Named object pointing entries:
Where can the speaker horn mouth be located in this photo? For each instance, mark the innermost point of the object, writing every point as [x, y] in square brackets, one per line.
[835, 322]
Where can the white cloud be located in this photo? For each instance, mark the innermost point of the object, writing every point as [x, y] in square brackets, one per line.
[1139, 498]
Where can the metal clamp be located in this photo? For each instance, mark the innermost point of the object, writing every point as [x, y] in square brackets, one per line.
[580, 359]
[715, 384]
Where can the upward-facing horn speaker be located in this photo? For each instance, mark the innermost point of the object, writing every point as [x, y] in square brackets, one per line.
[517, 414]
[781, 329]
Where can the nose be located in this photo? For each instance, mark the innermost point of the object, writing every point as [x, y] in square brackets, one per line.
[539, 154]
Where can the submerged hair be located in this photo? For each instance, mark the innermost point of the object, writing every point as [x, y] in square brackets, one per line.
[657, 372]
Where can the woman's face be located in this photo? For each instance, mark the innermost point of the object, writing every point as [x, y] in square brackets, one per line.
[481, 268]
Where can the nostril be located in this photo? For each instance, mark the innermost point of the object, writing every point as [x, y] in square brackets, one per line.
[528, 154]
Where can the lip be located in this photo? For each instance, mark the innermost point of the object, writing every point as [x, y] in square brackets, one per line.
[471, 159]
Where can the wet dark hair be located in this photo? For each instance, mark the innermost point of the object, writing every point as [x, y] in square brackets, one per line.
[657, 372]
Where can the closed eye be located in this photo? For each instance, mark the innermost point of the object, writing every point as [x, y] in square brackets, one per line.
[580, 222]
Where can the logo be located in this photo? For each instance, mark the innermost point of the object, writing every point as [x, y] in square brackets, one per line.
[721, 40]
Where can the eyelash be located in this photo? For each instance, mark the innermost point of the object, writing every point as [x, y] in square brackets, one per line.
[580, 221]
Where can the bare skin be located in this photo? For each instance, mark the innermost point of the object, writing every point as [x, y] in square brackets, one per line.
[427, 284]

- TASK STATEMENT -
Type out the material again exactly as presented.

- SOLUTION FOR THIS EXERCISE -
Where can the speaker horn mouth be located in this photo? For each instance, mark the innermost point of the object, writing every point as [x, y] in square brackets, one per line.
[835, 322]
Where can the white cloud be located in this photo? For each instance, mark the innermost point of the object, writing every point as [x, y] in square brackets, one per line.
[1139, 498]
Where can the metal clamp be located in this photo? For each instance, mark the innermost point of the object, writing every point as [x, y] in square brackets, one per line.
[580, 359]
[715, 384]
Where can the upward-facing horn speaker be located in this photo? For each instance, mark the innermost point of the object, writing every point as [x, y] in square brackets, one per line.
[517, 414]
[781, 329]
Where can the nose be located in this photo? For each instance, mark the innermost point of the object, writing every point as [x, y] in square brackets, one per line.
[539, 154]
Where can the submerged hair be located in this photo? For each instance, mark the innermost point of the object, writing every point as [x, y] in square brackets, one per line.
[657, 372]
Where can the woman's face be located in this photo? For each instance, mark the innermost point of the object, writing every point as [x, y] in square brackets, one per line.
[481, 268]
Where can the nostril be located in this photo? For each instance, mark the innermost point of the object, writing every point as [x, y] in square brackets, one per line.
[528, 154]
Where can the lip be located in this photo? For each instance, mark the innermost point of the object, writing every point as [x, y] in square brackets, one per line.
[471, 159]
Where can the wet dark hair be located in this photo? For each instance, mark the innermost point of the object, writing every point as [x, y] in square brackets, one per line.
[657, 372]
Where can the closed eye be located in this photo? For each instance, mark the innermost point of the object, writing every point as [x, y] in square brackets, one per line.
[580, 222]
Where can the logo be located in this photo? For each instance, mark the innermost point of the object, writing every point as [x, y] in square brackets, one per line.
[721, 40]
Where can the eyelash be located in this photo? For each instance, mark the innermost point of the object, writing every point as [x, y] in square brackets, one per line.
[580, 221]
Where can the bare skin be located in this photo? For each instance, mark the innermost point of the object, writing every point as [x, y] in square brackets, one per line.
[427, 284]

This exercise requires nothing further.